(Exercise instructions)
(1) Using the forum thread about kids playing outside, say whether each statement agrees with it: (a) The first writer's kids spend little time playing outside. (b) When the first writer lived in an unsafe area, the kids could not be out without the writer. (c) The reply says the most important thing missing now is kids relating to other parents. Answer yes or no for each, quoting the words that decide it.
(2) Copy everything in the forum thread about kids playing outside from "When I lived" down to "better social skills.".

I agree with you here! It is a shame. My kids spend lots of time playing outside. They need lots of fresh air and exercise. We all do!

I love it when I check on them and see one of them sitting in the grass just studying the clouds, or flowers, or talking to themselves. Inside of the house there is always stimulation from the tv and phone and stuff everywhere.

When I lived in an unsafe area though, the kids could not be out without me, they were younger then too. But I think a lot of parents are afraid to let their kids play outside. I am not sure.

PoPaScience, Why do you think this is a sign of a failed society?
PoPpAScience
 
  1  
Reply Thu 25 Oct, 2007 12:03 am
@cmarie phil,
cmarie wrote:
PoPaScience, Why do you think this is a sign of a failed society?


The main reason is in the word "society". When I was a kid the streets, backyards, parks, ect... where filled with kids interrelating with each other. But the most important thing that I feel is missing now is the relating of the kids to other parents. This relating between other parents lead to a better understanding of relationships from different perspectives, and leads to better social skills.

Dataset entries:

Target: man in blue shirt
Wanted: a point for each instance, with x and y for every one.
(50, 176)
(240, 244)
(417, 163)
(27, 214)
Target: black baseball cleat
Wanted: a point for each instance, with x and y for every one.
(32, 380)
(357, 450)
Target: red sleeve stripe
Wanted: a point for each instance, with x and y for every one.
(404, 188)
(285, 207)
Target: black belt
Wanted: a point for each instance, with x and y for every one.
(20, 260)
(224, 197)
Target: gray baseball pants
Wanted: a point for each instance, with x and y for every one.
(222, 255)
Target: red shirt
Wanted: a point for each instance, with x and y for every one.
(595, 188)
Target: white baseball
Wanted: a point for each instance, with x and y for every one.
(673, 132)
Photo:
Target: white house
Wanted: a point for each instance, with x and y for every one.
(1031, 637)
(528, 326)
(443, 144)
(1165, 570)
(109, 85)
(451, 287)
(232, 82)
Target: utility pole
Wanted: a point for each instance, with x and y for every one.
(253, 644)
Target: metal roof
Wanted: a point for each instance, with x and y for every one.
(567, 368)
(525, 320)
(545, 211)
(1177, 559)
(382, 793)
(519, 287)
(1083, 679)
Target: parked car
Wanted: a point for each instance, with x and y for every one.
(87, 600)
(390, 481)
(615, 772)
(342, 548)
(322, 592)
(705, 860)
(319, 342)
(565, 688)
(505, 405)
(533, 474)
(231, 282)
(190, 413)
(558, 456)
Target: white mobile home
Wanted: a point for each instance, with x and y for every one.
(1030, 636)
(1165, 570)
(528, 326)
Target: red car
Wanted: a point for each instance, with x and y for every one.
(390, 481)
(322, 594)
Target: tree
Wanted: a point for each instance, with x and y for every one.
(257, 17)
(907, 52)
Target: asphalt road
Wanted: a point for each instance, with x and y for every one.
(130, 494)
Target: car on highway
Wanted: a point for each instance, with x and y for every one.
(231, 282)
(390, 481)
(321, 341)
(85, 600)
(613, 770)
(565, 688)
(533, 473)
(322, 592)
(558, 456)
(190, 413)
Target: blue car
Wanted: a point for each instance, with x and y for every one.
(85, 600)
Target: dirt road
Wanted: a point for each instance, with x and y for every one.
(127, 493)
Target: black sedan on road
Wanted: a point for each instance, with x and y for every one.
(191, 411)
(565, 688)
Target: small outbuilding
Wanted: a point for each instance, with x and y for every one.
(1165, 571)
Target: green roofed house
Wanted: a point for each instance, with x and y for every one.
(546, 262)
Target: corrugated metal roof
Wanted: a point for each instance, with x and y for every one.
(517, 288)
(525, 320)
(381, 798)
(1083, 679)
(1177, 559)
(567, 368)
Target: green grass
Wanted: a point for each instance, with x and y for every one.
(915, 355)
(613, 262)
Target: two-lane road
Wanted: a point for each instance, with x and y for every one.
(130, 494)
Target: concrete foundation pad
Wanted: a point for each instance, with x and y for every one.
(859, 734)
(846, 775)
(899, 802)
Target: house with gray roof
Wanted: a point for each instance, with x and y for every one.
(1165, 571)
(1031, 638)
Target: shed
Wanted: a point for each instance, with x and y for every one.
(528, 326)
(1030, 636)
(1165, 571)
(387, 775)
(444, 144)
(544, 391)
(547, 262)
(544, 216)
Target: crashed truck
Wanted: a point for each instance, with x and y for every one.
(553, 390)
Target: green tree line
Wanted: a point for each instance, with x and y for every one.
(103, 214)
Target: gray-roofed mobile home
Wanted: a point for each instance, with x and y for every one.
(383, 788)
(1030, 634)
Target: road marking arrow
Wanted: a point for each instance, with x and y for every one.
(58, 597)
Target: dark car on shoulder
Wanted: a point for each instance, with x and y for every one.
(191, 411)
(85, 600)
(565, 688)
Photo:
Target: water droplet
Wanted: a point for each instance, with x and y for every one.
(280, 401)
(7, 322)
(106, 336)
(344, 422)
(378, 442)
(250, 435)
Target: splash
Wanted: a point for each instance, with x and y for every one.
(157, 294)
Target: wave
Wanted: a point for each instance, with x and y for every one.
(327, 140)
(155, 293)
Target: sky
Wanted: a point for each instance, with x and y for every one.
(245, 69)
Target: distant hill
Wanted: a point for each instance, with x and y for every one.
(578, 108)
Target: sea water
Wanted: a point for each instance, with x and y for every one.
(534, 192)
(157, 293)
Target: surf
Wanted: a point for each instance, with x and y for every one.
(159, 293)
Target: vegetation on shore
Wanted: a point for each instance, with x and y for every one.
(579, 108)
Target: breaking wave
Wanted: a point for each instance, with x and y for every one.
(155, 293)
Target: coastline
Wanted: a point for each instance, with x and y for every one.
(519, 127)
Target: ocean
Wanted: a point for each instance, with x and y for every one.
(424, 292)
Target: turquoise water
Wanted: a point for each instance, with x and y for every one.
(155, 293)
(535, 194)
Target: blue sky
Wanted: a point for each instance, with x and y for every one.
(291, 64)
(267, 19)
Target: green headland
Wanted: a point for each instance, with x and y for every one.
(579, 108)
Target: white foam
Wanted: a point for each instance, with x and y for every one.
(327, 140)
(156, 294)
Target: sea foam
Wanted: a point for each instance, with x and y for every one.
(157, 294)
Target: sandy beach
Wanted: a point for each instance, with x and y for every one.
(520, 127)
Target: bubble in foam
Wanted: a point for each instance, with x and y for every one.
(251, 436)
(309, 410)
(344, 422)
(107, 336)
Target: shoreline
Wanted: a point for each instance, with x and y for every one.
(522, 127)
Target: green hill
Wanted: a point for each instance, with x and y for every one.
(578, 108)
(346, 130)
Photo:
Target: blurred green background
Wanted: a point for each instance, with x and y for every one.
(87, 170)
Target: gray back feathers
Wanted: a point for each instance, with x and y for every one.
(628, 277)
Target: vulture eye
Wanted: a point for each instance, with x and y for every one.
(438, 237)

(Per-task answers)
(1)
(a) No: "My kids spend lots of time playing outside."
(b) Yes: "When I lived in an unsafe area though, the kids could not be out without me"
(c) Yes: "the most important thing that I feel is missing now is the relating of the kids to other parents"

(2)
When I lived in an unsafe area though, the kids could not be out without me, they were younger then too. But I think a lot of parents are afraid to let their kids play outside. I am not sure.

PoPaScience, Why do you think this is a sign of a failed society?
PoPpAScience
 
  1  
Reply Thu 25 Oct, 2007 12:03 am
@cmarie phil,
cmarie wrote:
PoPaScience, Why do you think this is a sign of a failed society?


The main reason is in the word "society". When I was a kid the streets, backyards, parks, ect... where filled with kids interrelating with each other. But the most important thing that I feel is missing now is the relating of the kids to other parents. This relating between other parents lead to a better understanding of relationships from different perspectives, and leads to better social skills.